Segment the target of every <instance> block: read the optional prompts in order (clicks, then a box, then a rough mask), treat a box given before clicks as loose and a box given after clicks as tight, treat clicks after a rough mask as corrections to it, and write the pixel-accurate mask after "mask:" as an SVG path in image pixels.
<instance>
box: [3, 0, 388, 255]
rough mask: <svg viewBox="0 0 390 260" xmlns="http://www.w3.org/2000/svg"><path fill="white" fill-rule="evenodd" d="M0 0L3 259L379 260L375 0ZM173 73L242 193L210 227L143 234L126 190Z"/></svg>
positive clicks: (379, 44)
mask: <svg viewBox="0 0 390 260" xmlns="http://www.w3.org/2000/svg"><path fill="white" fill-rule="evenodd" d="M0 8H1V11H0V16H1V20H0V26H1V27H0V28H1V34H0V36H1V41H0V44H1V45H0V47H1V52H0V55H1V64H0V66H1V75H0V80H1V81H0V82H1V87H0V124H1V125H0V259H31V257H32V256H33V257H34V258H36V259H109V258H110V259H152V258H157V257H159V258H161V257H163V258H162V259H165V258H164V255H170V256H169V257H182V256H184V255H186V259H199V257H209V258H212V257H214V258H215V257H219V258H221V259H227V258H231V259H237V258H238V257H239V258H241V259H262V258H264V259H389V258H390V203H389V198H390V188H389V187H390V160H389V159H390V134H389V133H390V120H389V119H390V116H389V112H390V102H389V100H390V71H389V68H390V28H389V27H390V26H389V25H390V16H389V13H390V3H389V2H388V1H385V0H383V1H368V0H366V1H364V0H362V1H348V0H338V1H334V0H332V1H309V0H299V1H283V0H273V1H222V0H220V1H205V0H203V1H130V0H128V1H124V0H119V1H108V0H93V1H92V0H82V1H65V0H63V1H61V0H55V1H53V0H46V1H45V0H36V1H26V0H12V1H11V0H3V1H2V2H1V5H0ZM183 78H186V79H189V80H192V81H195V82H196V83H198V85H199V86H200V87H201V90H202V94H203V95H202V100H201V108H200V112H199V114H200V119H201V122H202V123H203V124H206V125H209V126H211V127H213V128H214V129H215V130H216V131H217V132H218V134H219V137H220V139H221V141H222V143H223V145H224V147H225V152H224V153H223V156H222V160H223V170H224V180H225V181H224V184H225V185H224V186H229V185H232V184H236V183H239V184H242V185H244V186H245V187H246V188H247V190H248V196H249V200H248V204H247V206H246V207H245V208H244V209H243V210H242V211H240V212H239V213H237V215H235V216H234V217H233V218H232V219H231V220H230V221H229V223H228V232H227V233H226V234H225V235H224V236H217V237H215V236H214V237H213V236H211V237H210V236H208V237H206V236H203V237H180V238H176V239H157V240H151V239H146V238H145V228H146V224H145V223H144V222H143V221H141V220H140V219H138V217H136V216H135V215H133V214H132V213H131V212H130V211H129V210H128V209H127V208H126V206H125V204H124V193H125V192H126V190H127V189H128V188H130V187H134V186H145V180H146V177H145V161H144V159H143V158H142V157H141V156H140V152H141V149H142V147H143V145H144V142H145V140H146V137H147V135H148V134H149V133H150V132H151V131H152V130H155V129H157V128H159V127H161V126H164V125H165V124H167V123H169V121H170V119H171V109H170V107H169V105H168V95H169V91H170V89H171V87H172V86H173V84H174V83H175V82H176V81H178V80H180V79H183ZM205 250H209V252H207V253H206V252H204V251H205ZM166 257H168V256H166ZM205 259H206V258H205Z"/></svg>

**********

# [JOB ITEM]
Copy every item above word for word.

# [COMPLETED TASK]
Segment the target of every <instance> block: read the optional prompts in order (clicks, then a box, then a rough mask), treat a box given before clicks as loose and a box given after clicks as tight, treat clicks after a rough mask as corrections to it, and write the pixel-accurate mask after "mask:" as an SVG path in image pixels.
<instance>
box: [3, 0, 388, 255]
rough mask: <svg viewBox="0 0 390 260" xmlns="http://www.w3.org/2000/svg"><path fill="white" fill-rule="evenodd" d="M0 0L3 259L379 260L375 0ZM173 73L242 193L210 227L143 234L126 190Z"/></svg>
positive clicks: (379, 44)
mask: <svg viewBox="0 0 390 260" xmlns="http://www.w3.org/2000/svg"><path fill="white" fill-rule="evenodd" d="M0 8H1V11H0V16H1V20H0V26H1V27H0V28H1V34H0V36H1V41H0V44H1V45H0V47H1V52H0V55H1V64H0V66H1V75H0V80H1V81H0V82H1V87H0V124H1V125H0V259H31V257H32V256H33V257H34V258H36V259H109V258H110V259H152V258H157V257H159V258H161V257H163V258H162V259H165V258H164V255H170V256H169V257H182V256H184V255H186V259H199V257H209V258H212V257H214V258H215V257H219V258H221V259H227V258H231V259H237V258H238V257H239V258H241V259H262V258H264V259H389V258H390V203H389V198H390V188H389V187H390V160H389V159H390V134H389V133H390V120H389V119H390V116H389V112H390V102H389V100H390V71H389V68H390V28H389V27H390V26H389V25H390V16H389V13H390V3H389V2H388V1H385V0H383V1H368V0H366V1H364V0H362V1H348V0H338V1H334V0H332V1H309V0H299V1H283V0H273V1H222V0H220V1H205V0H203V1H130V0H128V1H124V0H119V1H108V0H93V1H92V0H82V1H65V0H63V1H61V0H55V1H53V0H46V1H45V0H36V1H26V0H12V1H11V0H3V1H2V2H1V5H0ZM183 78H186V79H189V80H192V81H195V82H196V83H198V85H199V86H200V87H201V90H202V94H203V95H202V100H201V108H200V112H199V114H200V119H201V122H202V123H203V124H206V125H209V126H211V127H213V128H214V129H215V130H216V131H217V132H218V134H219V137H220V139H221V141H222V143H223V145H224V147H225V152H224V153H223V156H222V160H223V170H224V180H225V181H224V184H225V185H224V186H229V185H232V184H236V183H239V184H242V185H244V186H245V187H246V188H247V190H248V196H249V200H248V204H247V206H246V207H245V208H244V209H243V210H242V211H240V212H239V213H237V215H235V216H234V217H233V218H232V219H231V220H230V221H229V223H228V232H227V233H226V234H225V235H224V236H217V237H215V236H214V237H213V236H211V237H210V236H208V237H206V236H203V237H180V238H176V239H157V240H151V239H146V238H145V228H146V224H145V223H144V222H143V221H141V220H140V219H138V217H136V216H135V215H133V214H132V213H131V212H130V211H129V210H128V209H127V208H126V206H125V204H124V193H125V192H126V190H127V189H128V188H130V187H134V186H145V180H146V177H145V161H144V159H143V158H142V157H141V156H140V152H141V149H142V147H143V145H144V142H145V140H146V137H147V135H148V134H149V133H150V132H151V131H152V130H155V129H157V128H159V127H161V126H164V125H165V124H167V123H169V121H170V119H171V109H170V107H169V105H168V95H169V91H170V89H171V87H172V86H173V84H174V83H175V82H176V81H178V80H180V79H183ZM205 250H209V252H207V253H206V252H204V251H205ZM166 257H168V256H166ZM205 259H206V258H205Z"/></svg>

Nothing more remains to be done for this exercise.